Work instruction A:
Retype the Romans 12:12 passage between "I posted my" and "thing Tuesday morning.", inclusive.
Work instruction B:
Carry on the account of the Romans 12:12 series and the friend's death from the point where it stops.

Page excerpt:
+ + +

On Monday, I wrote the first of what I envisioned to be a series of six daily entries exploring key concepts embedded in Romans 12:12. My best-laid plan was to write about joy, hope, patience, pain and struggle, faithfulness and prayer – all over the course of a single week.

I posted my first installment of the series late Monday night, then sat down at the microphone in my home studio to produce the accompanying podcast. Satisfied with the end result but exhausted, I crawled into bed and made a mental note to publish the podcast first thing Tuesday morning.

Just after 1 a.m., my cell phone vibrated violently on the nightstand. I reached through the darkness, pressed the phone to my ear, and even in the fog of being roused from a deep sleep, I knew immediately something was terribly wrong.

Death had quite unexpectedly claimed a friend. I sprang from my bed, fumbled to get dressed in the pale glow from the outside security light, and drove through the night, halfway across the state, to the hospital emergency room.

Thus began four days of unspeakable grief on the difficult journey to Friday’s funeral. Sleep was fitful at best; tears were plentiful and persistent; and unanswered questions swirled in my brain. Why does God allow pain and death to claim people who are so faithful in giving sacrificially of themselves to others?

+ + +

Recorded information:
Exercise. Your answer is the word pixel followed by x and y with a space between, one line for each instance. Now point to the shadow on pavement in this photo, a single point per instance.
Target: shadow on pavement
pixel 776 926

+ + +

Expected output A:
I posted my first installment of the series late Monday night, then sat down at the microphone in my home studio to produce the accompanying podcast. Satisfied with the end result but exhausted, I crawled into bed and made a mental note to publish the podcast first thing Tuesday morning.

Expected output B:
In my grief, my newly-created blog and podcast, then only one week old, quickly faded from my list of priorities. This project barely crossed my mind for four days until I found myself sitting in a church pew alongside other pallbearers as the pastor began delivering the eulogy.

The central theme of the pastor’s sermon was HOPE. In one of the most compelling funeral messages I have ever heard, the minister reminded all of us that our beloved family member and friend was at peace. His physical body had died, but his spirit was in the presence of God. Our loved one’s eternal life was assured because he had professed his faith in Jesus and in the redeeming power of Christ’s sacrifice on the cross.

Tears began streaming down my cheeks as I listened to the pastor’s reassurance. He preached that even in the shadow of death, the light of hope remains – hope in an eternity without pain and worry for all who have a personal relationship with Jesus Christ. I didn’t count how many times the pastor uttered the word HOPE, but over and over again, the refrain was repeated in his comforting admonition to those of us left behind.

I found myself amazed as, for the first time in many hours, I suddenly thought of this blog and my overdue plans to dig deeper into Romans 12:12. My next entry on Tuesday was to have been on the subject of “hope,” but of course, those plans had fallen away. Here, in a moment that felt as if God was speaking through the pastor directly to my heart, the eulogy for a lost friend was teaching me about the enduring hope available through Jesus Christ, even in times of tragedy and loss.

God’s timing is always perfect, even if our finite human minds cannot comprehend why good people experience pain and death. At that moment, in that place, I and all others attending the funeral needed to be reminded of the unwavering love and hope offered by our Heavenly Father.

That eulogy gave me a fresh perspective as now I ease back into my blogging and podcasting. Instead of writing about some abstract concept and quoting a few supporting Bible verses on the topic, I sat down today and began tapping on my keyboard with a very personal renewed appreciation for hope.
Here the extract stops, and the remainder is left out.